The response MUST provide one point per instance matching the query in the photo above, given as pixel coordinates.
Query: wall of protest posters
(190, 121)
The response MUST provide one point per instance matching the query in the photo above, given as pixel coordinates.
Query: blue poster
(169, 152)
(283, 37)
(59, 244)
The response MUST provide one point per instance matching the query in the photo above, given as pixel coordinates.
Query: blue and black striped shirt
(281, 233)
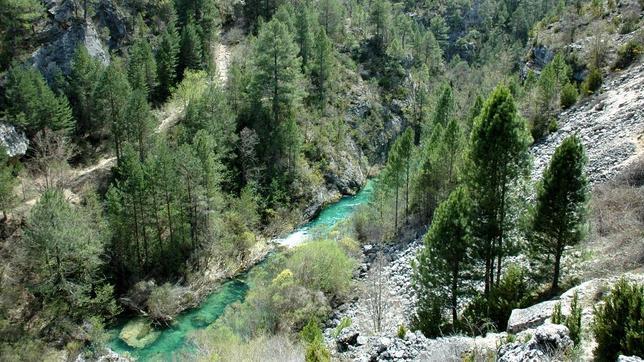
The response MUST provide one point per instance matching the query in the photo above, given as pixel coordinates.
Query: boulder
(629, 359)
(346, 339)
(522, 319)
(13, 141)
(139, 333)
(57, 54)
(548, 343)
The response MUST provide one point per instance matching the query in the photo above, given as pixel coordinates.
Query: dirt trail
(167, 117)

--

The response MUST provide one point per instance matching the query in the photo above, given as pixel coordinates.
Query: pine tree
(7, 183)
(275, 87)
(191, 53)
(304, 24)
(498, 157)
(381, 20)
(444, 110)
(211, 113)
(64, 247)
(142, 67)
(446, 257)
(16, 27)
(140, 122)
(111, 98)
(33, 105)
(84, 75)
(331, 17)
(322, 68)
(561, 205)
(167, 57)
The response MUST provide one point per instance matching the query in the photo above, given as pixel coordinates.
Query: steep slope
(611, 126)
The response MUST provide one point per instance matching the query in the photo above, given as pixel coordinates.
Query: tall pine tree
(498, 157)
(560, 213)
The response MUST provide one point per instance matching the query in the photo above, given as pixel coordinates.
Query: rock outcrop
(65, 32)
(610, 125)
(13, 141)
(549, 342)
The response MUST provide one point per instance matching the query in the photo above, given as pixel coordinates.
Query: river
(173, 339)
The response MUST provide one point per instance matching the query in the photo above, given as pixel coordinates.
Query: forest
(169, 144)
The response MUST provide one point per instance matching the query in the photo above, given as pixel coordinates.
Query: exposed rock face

### Directions
Your answer should be the lines of the listing above between the line holding "Query: forest" and the line holding "Query: exposed rock face", inclusive, restated word for word and alone.

### Answer to the exercise
Query: forest
(169, 144)
The response MUST provide one point per instance matching the query in the photo above, given as pixel coordinates.
Query: exposed rock face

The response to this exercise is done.